SAN ANGELO, Texas (Concho Valley Homepage) — One in eight women in the United States will be diagnosed with breast cancer during her lifetime, according to National Breast Cancer Foundation Inc., with one out of 3000 being pregnant or just giving birth to their newborn.
San Angelo native Lisa Rios shared her story as one of these women facing this battle after giving birth to a newborn and how she continued fighting through her fourth pregnancy while receiving chemotherapy.
Rios’ story begins in December 2021, just a week before Christmas. After welcoming home their third baby in November, Rios noticed a small lump in her breast forming within a few weeks of her breastfeeding.
“While I was holding her on my left side I felt a tiny little pea-sized lump inside of my breast,” Rios said.
“I didn’t think much of it but it stuck with me.”
Once Rios noticed the lump, she contacted her doctor about her concerns but was not seen until the end of March. “They thought it could just be a clogged milk duct,” Rios explained. After doing multiple warm compresses as suggested, Rios told her doctor’s office that the lump was still present.
“They said to place a hot compress, hot showers, try to rub it out,” she explained, “so months go by and it’s growing.”

Exercise 1:
Return the passage of the article about Lisa Rios word for word, starting at "Rios’ story begins" and ending at "was still present.".
Exercise 2:
List every month of the year that the article about Lisa Rios mentions.

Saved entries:
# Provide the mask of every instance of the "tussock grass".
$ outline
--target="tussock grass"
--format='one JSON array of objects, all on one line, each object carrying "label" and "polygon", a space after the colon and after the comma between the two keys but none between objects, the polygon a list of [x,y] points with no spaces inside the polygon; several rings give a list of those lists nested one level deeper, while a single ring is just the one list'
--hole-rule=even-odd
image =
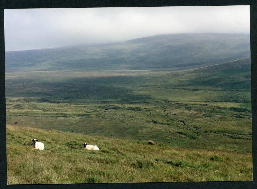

Written solution 1:
Rios’ story begins in December 2021, just a week before Christmas. After welcoming home their third baby in November, Rios noticed a small lump in her breast forming within a few weeks of her breastfeeding.
“While I was holding her on my left side I felt a tiny little pea-sized lump inside of my breast,” Rios said.
“I didn’t think much of it but it stuck with me.”
Once Rios noticed the lump, she contacted her doctor about her concerns but was not seen until the end of March. “They thought it could just be a clogged milk duct,” Rios explained. After doing multiple warm compresses as suggested, Rios told her doctor’s office that the lump was still present.

Written solution 2:
December, November, March